[DATASET EXCERPTS]

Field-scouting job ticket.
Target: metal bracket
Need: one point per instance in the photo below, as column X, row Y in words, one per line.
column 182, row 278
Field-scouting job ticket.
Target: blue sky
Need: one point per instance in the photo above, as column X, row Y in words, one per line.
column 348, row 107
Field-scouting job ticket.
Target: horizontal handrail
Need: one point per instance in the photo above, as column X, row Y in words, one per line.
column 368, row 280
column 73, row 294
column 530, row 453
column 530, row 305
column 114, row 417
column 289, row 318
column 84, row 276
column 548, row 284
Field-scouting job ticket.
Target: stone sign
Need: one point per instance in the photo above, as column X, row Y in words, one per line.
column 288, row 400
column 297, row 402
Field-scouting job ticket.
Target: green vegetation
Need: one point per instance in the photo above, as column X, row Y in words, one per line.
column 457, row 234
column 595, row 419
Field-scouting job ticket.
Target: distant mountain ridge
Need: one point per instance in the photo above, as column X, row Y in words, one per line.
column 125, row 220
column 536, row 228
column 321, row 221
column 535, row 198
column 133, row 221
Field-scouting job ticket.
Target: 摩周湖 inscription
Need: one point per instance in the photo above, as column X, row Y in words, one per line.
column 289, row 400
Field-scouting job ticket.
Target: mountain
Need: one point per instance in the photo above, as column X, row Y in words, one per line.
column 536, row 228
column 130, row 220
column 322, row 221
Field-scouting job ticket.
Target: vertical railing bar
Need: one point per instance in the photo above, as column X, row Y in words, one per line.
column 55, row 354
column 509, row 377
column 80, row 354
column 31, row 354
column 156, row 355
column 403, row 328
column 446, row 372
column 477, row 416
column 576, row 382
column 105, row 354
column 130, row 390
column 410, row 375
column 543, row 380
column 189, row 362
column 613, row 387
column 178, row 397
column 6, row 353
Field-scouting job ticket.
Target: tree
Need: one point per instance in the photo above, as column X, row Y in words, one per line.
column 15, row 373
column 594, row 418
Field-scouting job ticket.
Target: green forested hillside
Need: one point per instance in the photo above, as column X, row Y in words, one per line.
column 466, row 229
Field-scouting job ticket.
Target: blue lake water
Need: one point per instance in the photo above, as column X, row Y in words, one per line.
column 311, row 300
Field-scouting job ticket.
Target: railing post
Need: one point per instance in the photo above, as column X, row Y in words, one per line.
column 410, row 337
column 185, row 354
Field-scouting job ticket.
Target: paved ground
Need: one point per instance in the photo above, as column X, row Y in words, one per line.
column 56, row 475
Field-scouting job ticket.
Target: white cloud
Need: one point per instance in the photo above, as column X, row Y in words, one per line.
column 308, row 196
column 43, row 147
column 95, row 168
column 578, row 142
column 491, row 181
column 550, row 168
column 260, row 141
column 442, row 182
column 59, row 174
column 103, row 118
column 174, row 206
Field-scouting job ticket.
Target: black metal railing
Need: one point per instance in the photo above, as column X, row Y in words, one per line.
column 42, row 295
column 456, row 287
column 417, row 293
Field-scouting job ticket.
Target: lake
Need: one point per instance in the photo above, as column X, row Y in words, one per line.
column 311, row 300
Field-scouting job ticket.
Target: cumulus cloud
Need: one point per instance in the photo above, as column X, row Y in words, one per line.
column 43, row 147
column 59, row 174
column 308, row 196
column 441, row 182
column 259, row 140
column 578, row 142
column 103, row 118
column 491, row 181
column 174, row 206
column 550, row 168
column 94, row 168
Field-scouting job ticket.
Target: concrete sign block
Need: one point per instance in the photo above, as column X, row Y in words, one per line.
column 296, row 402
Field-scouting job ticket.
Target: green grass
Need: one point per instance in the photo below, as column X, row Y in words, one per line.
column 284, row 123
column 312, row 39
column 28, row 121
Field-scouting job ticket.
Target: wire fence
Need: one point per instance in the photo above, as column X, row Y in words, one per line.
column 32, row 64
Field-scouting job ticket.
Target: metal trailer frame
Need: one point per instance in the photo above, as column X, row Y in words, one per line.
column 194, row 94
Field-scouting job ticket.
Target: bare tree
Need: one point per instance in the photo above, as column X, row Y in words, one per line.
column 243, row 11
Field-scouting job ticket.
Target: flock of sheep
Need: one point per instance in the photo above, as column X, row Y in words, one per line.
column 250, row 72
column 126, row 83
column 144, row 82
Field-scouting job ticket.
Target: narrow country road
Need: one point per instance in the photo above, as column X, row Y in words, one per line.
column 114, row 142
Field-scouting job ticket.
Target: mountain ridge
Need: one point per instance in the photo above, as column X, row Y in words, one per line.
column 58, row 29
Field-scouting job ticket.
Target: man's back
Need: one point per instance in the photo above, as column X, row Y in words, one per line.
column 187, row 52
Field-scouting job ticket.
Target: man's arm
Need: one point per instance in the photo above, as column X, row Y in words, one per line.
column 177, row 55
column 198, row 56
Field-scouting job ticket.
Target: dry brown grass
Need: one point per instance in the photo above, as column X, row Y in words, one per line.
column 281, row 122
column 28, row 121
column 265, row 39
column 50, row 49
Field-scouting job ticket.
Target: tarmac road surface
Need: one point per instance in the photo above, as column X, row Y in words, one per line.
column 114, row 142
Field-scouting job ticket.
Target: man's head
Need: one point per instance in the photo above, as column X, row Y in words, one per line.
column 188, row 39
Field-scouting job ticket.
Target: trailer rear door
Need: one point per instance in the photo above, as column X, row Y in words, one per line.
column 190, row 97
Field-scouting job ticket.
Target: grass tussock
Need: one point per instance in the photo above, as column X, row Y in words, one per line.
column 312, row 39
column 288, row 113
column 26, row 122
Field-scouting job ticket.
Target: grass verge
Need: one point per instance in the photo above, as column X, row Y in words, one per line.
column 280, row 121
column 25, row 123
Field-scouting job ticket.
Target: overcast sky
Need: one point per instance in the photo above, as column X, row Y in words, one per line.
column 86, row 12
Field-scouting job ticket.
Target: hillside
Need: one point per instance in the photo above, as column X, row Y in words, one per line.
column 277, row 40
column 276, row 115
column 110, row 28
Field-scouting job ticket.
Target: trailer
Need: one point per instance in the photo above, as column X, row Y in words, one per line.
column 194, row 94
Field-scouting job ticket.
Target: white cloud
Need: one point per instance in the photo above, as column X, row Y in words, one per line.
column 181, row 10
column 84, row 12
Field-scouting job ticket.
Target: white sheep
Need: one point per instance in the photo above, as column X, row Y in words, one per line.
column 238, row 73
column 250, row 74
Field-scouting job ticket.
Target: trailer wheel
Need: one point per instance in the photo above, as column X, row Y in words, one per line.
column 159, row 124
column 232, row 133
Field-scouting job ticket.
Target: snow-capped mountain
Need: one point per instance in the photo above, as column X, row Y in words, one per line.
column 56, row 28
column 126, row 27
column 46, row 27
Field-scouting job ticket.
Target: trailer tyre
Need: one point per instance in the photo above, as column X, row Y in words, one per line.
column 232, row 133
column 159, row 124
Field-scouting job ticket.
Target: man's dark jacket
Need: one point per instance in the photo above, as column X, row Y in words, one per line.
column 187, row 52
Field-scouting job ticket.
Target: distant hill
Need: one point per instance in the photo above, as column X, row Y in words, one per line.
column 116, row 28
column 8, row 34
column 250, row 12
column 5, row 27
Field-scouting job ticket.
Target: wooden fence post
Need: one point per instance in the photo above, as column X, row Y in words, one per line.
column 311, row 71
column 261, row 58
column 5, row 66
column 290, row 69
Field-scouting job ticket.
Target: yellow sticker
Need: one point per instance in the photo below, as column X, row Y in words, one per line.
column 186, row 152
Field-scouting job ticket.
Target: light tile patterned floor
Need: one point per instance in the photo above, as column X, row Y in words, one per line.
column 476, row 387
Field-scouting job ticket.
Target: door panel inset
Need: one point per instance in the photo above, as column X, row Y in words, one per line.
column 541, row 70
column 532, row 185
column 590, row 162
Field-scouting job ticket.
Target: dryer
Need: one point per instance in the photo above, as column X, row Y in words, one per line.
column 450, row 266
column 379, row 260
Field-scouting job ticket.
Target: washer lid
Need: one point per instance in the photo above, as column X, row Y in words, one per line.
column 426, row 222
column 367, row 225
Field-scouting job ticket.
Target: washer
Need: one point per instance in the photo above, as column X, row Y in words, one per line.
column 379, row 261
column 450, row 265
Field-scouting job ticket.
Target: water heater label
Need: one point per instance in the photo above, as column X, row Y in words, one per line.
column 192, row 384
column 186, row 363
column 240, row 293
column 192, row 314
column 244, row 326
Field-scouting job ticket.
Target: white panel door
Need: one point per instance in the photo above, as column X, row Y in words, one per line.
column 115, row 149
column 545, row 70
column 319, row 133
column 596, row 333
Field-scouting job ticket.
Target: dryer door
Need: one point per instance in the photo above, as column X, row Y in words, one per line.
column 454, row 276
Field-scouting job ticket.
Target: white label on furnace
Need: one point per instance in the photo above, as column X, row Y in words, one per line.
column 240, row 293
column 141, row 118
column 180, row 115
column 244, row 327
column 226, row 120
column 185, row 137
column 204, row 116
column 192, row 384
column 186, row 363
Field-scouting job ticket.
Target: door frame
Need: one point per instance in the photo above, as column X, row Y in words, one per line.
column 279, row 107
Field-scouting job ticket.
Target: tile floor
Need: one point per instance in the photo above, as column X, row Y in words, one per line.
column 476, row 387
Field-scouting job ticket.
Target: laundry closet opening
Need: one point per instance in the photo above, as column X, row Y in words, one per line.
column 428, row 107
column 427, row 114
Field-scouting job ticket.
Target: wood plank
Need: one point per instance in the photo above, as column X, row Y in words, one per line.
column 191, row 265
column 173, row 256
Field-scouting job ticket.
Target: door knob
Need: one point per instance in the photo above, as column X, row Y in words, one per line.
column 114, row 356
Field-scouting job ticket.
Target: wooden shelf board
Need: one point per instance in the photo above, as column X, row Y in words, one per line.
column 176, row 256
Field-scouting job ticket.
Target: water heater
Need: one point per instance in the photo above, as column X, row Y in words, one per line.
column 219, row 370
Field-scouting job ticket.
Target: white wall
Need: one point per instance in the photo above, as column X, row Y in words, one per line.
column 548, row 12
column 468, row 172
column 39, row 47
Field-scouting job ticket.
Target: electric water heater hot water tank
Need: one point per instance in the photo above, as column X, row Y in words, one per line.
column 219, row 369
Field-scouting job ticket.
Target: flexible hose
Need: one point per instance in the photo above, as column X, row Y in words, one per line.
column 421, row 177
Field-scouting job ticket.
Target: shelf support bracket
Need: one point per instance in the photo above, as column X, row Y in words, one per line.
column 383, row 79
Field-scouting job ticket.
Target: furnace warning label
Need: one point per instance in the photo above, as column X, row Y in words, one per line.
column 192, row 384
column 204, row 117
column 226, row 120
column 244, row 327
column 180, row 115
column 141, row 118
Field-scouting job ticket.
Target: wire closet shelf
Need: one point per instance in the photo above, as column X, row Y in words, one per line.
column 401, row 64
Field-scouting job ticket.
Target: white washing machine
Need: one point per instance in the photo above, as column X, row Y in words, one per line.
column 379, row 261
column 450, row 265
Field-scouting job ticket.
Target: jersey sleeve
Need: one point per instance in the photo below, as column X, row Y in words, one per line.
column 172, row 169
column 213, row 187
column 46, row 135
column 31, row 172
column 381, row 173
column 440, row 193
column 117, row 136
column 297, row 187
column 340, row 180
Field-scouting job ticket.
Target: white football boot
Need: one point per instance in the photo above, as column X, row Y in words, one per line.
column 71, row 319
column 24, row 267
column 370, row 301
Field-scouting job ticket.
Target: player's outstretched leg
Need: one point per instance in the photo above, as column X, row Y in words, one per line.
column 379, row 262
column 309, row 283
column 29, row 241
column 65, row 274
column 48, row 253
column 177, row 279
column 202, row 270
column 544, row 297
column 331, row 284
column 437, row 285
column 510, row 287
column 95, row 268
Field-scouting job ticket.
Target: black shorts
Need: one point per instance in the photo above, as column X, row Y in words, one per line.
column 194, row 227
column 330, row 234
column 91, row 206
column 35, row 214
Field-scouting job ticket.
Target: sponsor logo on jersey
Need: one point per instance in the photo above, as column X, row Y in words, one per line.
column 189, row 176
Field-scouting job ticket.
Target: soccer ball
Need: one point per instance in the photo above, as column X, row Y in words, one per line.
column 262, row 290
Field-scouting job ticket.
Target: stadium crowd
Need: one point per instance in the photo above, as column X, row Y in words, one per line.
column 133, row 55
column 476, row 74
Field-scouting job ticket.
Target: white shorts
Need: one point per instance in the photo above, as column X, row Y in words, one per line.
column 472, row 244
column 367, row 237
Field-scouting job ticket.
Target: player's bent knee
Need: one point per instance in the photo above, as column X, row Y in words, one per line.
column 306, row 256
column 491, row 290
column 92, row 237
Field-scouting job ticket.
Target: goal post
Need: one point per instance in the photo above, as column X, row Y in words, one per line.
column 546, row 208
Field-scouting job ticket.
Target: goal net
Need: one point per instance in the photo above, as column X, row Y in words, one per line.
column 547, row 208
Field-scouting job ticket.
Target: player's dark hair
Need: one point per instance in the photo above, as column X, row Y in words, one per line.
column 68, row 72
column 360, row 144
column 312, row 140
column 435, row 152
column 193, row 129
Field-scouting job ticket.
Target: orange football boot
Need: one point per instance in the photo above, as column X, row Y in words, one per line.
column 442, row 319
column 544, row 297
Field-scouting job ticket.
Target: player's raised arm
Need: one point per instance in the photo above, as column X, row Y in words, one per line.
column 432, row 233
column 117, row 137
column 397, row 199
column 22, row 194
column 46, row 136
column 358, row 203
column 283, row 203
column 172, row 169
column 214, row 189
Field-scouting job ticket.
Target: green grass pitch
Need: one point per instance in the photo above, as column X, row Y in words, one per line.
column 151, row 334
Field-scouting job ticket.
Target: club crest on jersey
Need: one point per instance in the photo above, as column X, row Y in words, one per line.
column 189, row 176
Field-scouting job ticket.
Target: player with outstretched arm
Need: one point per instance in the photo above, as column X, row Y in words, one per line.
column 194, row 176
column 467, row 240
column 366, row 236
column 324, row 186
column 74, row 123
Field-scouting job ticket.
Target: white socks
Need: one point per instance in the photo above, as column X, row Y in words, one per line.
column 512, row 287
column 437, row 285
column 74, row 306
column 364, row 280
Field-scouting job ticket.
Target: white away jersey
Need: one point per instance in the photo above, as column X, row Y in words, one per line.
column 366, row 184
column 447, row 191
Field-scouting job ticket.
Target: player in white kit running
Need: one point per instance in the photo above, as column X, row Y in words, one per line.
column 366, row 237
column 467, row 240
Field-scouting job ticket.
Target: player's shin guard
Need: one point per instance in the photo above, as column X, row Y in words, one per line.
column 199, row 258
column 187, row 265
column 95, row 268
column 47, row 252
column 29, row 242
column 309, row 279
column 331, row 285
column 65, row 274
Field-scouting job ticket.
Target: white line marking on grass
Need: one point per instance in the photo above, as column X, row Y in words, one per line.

[/DATASET EXCERPTS]

WORK TASK
Your reply is to be the number of lines above in which the word "floor" appears, and nothing else.

FINAL ANSWER
2